>> start EXTRACT

Nike’s website describes their “Move to Zero”, their journey towards zero carbon and zero waste to help protect the future of sport. They also have broader areas of impact, which include labor practices, diversity and inclusivity.
Earlier this year, Nike made the bold move of announcing that executive compensation will, for the first time, be tied to achieving 2025 diversity and sustainability targets. Of all the company's profiled here, Nike was the only one who has made a public statement like this.
This announcement came alongside the release of their 2020 Impact Report, which outlined their twenty-nine impact targets for 2025, which include:
- Women represent 50% of corporate workforce
- Racial minorities in 35% of corporate workforce
- Greenhouse gas emissions are reduced by 70 percent in Nike-owned facilities
- 100 percent renewable energy in facilities in the US and Canada
- 10x increase in the amount of product waste recycled or donated, among other goals.
- 100% of strategic suppliers are building world-class, safe, and healthy workspaces for the people making our products
- 25% reduction in freshwater usage per kg in textile dyeing and finishing
Nike has put together a great website dedicated to showcasing and sharing progress on their sustainability-related efforts.
Additionally, Nike has made dozens of commitments and pacts, including the Fashion Pact, Sustainable Cotton Challenge and the Science Based Targets initiative (a partnership between CDP, WRI, WWF and the UN Global Compact).

>> end EXTRACT
>> start MATERIAL PROVIDED

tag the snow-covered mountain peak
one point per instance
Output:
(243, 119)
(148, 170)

>> end MATERIAL PROVIDED

-- SHORT EXERCISE A --
List every 2025 impact target that the passage on Nike's sustainability goals spells out.
-- SHORT EXERCISE B --
Continue the passage on Nike's sustainability goals, picking up right after its final sentence.
The material that comes after the passage on Nike's sustainability goals is separate from it.

-- FINAL RESULT A --
- Women represent 50% of corporate workforce
- Racial minorities in 35% of corporate workforce
- Greenhouse gas emissions are reduced by 70 percent in Nike-owned facilities
- 100 percent renewable energy in facilities in the US and Canada
- 10x increase in the amount of product waste recycled or donated
- 100% of strategic suppliers are building world-class, safe, and healthy workspaces for the people making our products
- 25% reduction in freshwater usage per kg in textile dyeing and finishing

-- FINAL RESULT B --
Some outside entities have flagged skepticism about Nike’s impact, but they have also highlighted the science-based and ambitious nature of the company’s goals. Associations like Good on You have suggested that Nike can do more to be transparent about its factory wages worldwide to ensure living wages are paid. Additionally, while Nike is working to minimize plastic packaging in their business, they have not yet made a public commitment to ensure its natural fibers are not derived from ancient or endangered forests.
Summary: Sustainability is not foundational to the Adidas brand, but is growing in its importance to its business strategy. While Adidas has a broader set of sustainability targets that encompass a myriad of issues, it is clear that circularity and using recycled plastic has become their #1 focus, with a goal of using 100% recycled plastics.
It is a miss to profile Nike without also talking about the sustainability measures adopted by their main competitor - Adidas.
The Adidas Group’s stated sustainability priorities include mitigating climate change by reducing their carbon footprint, innovating materials and processes, improving water quality and efficiency, chemical management and environmental compliance.
However, the Adidas brand is currently focused almost entirely on ending the plastic waste problem. In fact, their sustainability statement is “Plastic Waste is a Problem. Innovation is Our Solution.” They are focused on using 100% recycled polyester by 2024, and have partnered with Parley for the Oceans to source ocean plastic waste for their shoe collection.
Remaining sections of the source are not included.